* TASK OBJECTIVE
Can you reproduce the listing below with every "in this scene" changed to "in this image" and nothing else altered? Leave the pictures out of your answer.

* RECORD EXCERPTS
** START **
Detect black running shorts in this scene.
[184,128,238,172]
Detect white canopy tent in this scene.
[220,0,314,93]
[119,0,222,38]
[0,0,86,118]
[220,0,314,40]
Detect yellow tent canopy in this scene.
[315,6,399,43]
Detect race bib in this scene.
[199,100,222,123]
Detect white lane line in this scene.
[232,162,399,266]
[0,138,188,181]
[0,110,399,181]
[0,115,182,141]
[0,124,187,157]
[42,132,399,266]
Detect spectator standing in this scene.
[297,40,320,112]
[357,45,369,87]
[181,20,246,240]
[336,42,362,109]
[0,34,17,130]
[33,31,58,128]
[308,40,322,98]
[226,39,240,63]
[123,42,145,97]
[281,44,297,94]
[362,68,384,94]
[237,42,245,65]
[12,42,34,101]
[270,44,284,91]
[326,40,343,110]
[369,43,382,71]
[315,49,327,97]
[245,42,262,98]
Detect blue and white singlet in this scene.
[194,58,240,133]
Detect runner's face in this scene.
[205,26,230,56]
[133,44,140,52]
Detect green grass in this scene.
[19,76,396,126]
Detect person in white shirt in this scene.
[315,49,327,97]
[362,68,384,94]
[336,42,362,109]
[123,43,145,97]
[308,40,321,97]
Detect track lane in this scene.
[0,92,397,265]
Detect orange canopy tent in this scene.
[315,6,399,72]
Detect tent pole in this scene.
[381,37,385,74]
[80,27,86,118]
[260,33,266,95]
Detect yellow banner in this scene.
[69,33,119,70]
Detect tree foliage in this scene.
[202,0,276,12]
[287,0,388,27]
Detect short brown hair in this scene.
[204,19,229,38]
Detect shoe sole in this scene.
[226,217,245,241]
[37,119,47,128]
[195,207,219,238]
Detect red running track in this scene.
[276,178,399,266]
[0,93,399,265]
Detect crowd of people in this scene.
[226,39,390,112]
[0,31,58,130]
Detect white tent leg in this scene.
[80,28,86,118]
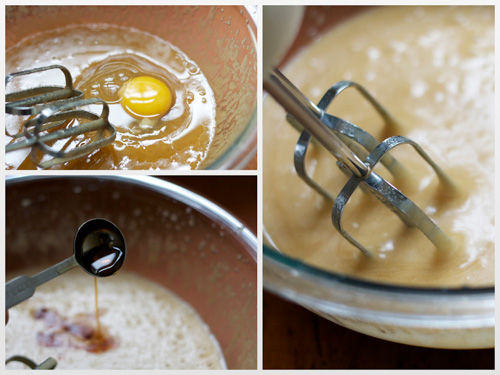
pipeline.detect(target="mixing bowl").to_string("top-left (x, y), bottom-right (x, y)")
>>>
top-left (5, 6), bottom-right (257, 169)
top-left (263, 7), bottom-right (495, 349)
top-left (5, 176), bottom-right (257, 369)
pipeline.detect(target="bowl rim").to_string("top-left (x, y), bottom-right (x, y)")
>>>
top-left (263, 244), bottom-right (495, 296)
top-left (204, 5), bottom-right (259, 170)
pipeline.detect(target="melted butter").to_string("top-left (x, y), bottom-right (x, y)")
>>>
top-left (6, 25), bottom-right (215, 169)
top-left (263, 7), bottom-right (495, 286)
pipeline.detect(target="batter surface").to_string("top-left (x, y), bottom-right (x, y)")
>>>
top-left (263, 6), bottom-right (495, 287)
top-left (5, 269), bottom-right (225, 370)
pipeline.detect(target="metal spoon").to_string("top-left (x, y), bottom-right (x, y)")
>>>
top-left (5, 219), bottom-right (126, 309)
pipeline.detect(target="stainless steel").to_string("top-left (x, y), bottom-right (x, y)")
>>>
top-left (5, 355), bottom-right (57, 370)
top-left (5, 219), bottom-right (126, 309)
top-left (264, 68), bottom-right (454, 256)
top-left (5, 65), bottom-right (116, 168)
top-left (264, 68), bottom-right (370, 178)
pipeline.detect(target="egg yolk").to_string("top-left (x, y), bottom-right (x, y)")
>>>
top-left (120, 76), bottom-right (172, 118)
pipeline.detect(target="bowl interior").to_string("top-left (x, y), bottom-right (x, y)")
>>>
top-left (6, 6), bottom-right (257, 168)
top-left (6, 177), bottom-right (257, 369)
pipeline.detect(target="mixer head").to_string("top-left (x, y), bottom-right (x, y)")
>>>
top-left (264, 69), bottom-right (455, 256)
top-left (5, 65), bottom-right (116, 168)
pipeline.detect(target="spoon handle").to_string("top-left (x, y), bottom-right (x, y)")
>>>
top-left (5, 256), bottom-right (78, 309)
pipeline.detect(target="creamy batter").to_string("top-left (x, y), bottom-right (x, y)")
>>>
top-left (6, 25), bottom-right (216, 169)
top-left (263, 7), bottom-right (495, 287)
top-left (5, 269), bottom-right (225, 370)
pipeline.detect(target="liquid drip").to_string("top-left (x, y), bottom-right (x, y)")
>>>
top-left (94, 277), bottom-right (102, 338)
top-left (32, 307), bottom-right (117, 353)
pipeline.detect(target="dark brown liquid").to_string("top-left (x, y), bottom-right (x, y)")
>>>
top-left (33, 308), bottom-right (117, 353)
top-left (82, 244), bottom-right (123, 277)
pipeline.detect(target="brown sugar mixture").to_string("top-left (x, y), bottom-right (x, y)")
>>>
top-left (5, 25), bottom-right (216, 169)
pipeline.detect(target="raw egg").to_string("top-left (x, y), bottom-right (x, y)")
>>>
top-left (120, 76), bottom-right (172, 118)
top-left (6, 25), bottom-right (216, 170)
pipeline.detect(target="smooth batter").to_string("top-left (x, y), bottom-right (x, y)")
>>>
top-left (263, 6), bottom-right (495, 287)
top-left (5, 269), bottom-right (225, 370)
top-left (5, 25), bottom-right (216, 169)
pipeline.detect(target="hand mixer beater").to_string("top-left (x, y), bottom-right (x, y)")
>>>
top-left (264, 68), bottom-right (455, 256)
top-left (5, 65), bottom-right (116, 168)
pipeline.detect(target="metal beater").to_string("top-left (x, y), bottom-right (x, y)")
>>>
top-left (264, 68), bottom-right (454, 256)
top-left (5, 65), bottom-right (116, 168)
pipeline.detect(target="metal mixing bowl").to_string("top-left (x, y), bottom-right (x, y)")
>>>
top-left (5, 176), bottom-right (257, 369)
top-left (5, 6), bottom-right (257, 169)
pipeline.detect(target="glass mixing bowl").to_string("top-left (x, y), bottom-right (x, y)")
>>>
top-left (5, 176), bottom-right (257, 369)
top-left (263, 7), bottom-right (495, 349)
top-left (5, 6), bottom-right (257, 169)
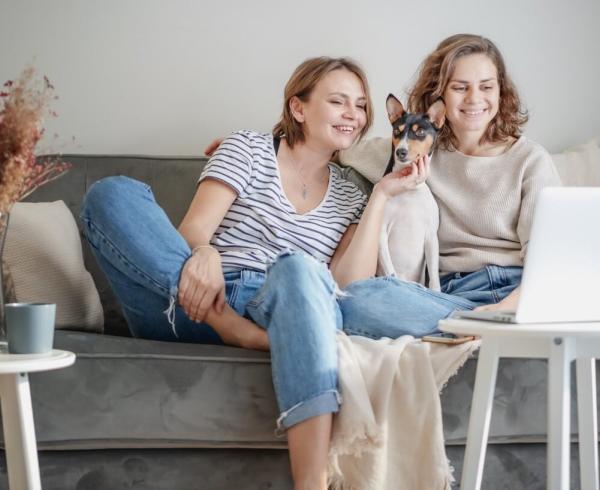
** END **
* TASK ANSWER
Detect black running shorts in this image.
[184,128,238,172]
Detect white canopy tent in this image.
[220,0,314,93]
[119,0,222,38]
[0,0,86,118]
[220,0,314,40]
Detect yellow tent canopy in this image.
[315,6,399,43]
Detect race bib in this image.
[199,100,222,123]
Detect white lane line in this image.
[232,162,399,266]
[0,138,188,181]
[0,110,399,181]
[0,115,182,141]
[0,124,187,157]
[42,132,399,266]
Detect spectator standing in this image.
[297,40,320,112]
[357,45,369,87]
[181,20,246,240]
[336,42,362,109]
[0,34,17,130]
[33,31,58,128]
[308,40,322,98]
[226,39,240,63]
[123,42,145,97]
[281,44,297,94]
[362,68,384,94]
[237,42,245,65]
[12,42,34,101]
[270,44,284,91]
[326,40,343,110]
[369,43,382,71]
[315,49,327,97]
[245,42,262,98]
Detect blue and white singlet in this image.
[194,58,240,133]
Detect runner's face in this image.
[205,26,230,56]
[133,44,140,52]
Detect green grass in this image.
[19,76,396,126]
Detect person in white shirt in this image.
[315,49,327,97]
[362,68,384,94]
[336,42,362,109]
[123,43,145,97]
[308,40,321,97]
Detect track lane in this image.
[0,92,397,265]
Detect orange canopy tent in this image.
[315,6,399,72]
Detect tent pole in this image.
[381,37,385,74]
[80,27,86,118]
[260,33,266,95]
Detect yellow banner in this image.
[69,33,119,70]
Detect tree foliage in this image.
[202,0,276,12]
[287,0,388,27]
Detect short brown hair in this image.
[204,19,229,38]
Detect shoe sole in this image.
[226,217,245,241]
[37,119,47,128]
[195,207,219,238]
Detect red running track in this image.
[276,178,399,266]
[0,93,399,265]
Detect crowd of people in this image.
[226,39,390,112]
[0,31,58,130]
Detect white tent leg in this image.
[80,28,86,118]
pipeline.detect(target="mixing bowl").to_string("top-left (x, y), bottom-right (x, y)")
>>>
top-left (5, 6), bottom-right (257, 169)
top-left (263, 7), bottom-right (495, 349)
top-left (5, 176), bottom-right (257, 369)
pipeline.detect(target="bowl rim").to_string("top-left (x, y), bottom-right (x, y)")
>>>
top-left (263, 244), bottom-right (495, 296)
top-left (204, 5), bottom-right (259, 170)
pipeline.detect(target="melted butter").to_string("top-left (x, y), bottom-right (x, y)")
>>>
top-left (6, 25), bottom-right (215, 169)
top-left (263, 7), bottom-right (495, 286)
pipeline.detect(target="batter surface").to_string("top-left (x, y), bottom-right (x, y)")
>>>
top-left (263, 6), bottom-right (495, 287)
top-left (5, 269), bottom-right (225, 370)
pipeline.detect(target="metal spoon").to_string("top-left (x, y), bottom-right (x, y)")
>>>
top-left (5, 219), bottom-right (126, 309)
pipeline.detect(target="stainless steel").to_string("top-left (x, y), bottom-right (x, y)")
>>>
top-left (5, 355), bottom-right (57, 370)
top-left (5, 219), bottom-right (126, 309)
top-left (264, 68), bottom-right (454, 256)
top-left (5, 65), bottom-right (116, 168)
top-left (264, 68), bottom-right (370, 178)
pipeline.detect(target="egg yolk").to_string("top-left (x, y), bottom-right (x, y)")
>>>
top-left (120, 76), bottom-right (172, 118)
pipeline.detect(target="bowl interior").to_string("top-left (x, y), bottom-right (x, y)")
>>>
top-left (6, 6), bottom-right (257, 168)
top-left (6, 177), bottom-right (257, 369)
pipeline.detect(target="mixer head").to_string("top-left (x, y), bottom-right (x, y)")
>>>
top-left (264, 69), bottom-right (455, 256)
top-left (5, 65), bottom-right (116, 168)
pipeline.detect(target="spoon handle").to_string("top-left (x, y), bottom-right (x, y)")
>>>
top-left (5, 256), bottom-right (78, 309)
pipeline.detect(target="creamy batter").to_string("top-left (x, y), bottom-right (x, y)")
>>>
top-left (6, 25), bottom-right (216, 169)
top-left (263, 7), bottom-right (495, 287)
top-left (5, 269), bottom-right (225, 370)
pipeline.detect(target="liquid drip").to_string("top-left (x, y), bottom-right (x, y)")
>>>
top-left (94, 277), bottom-right (102, 338)
top-left (32, 307), bottom-right (117, 353)
pipeline.detect(target="dark brown liquid").to_string("top-left (x, y), bottom-right (x, y)")
>>>
top-left (33, 308), bottom-right (117, 353)
top-left (82, 244), bottom-right (123, 277)
pipeline.detect(target="brown sugar mixture").to_string("top-left (x, y), bottom-right (x, y)")
>>>
top-left (5, 25), bottom-right (216, 169)
pipeline.detect(target="raw egg").to_string("top-left (x, y), bottom-right (x, y)")
>>>
top-left (120, 76), bottom-right (172, 118)
top-left (6, 25), bottom-right (216, 170)
pipeline.detect(target="smooth batter").to_string("top-left (x, y), bottom-right (x, y)")
>>>
top-left (263, 6), bottom-right (495, 287)
top-left (5, 269), bottom-right (225, 370)
top-left (5, 25), bottom-right (216, 169)
pipeline.detect(target="hand mixer beater").to_string("top-left (x, y), bottom-right (x, y)")
>>>
top-left (264, 68), bottom-right (455, 256)
top-left (5, 65), bottom-right (116, 168)
pipeline.detect(target="metal beater").to_string("top-left (x, y), bottom-right (x, y)")
>>>
top-left (264, 68), bottom-right (454, 256)
top-left (5, 65), bottom-right (116, 168)
pipeline.detect(target="metal mixing bowl").to_string("top-left (x, y), bottom-right (x, y)")
>>>
top-left (5, 176), bottom-right (257, 369)
top-left (5, 6), bottom-right (257, 169)
pipeline.detect(target="glass mixing bowl").to_string("top-left (x, y), bottom-right (x, y)")
>>>
top-left (5, 176), bottom-right (257, 369)
top-left (263, 7), bottom-right (495, 349)
top-left (5, 6), bottom-right (257, 169)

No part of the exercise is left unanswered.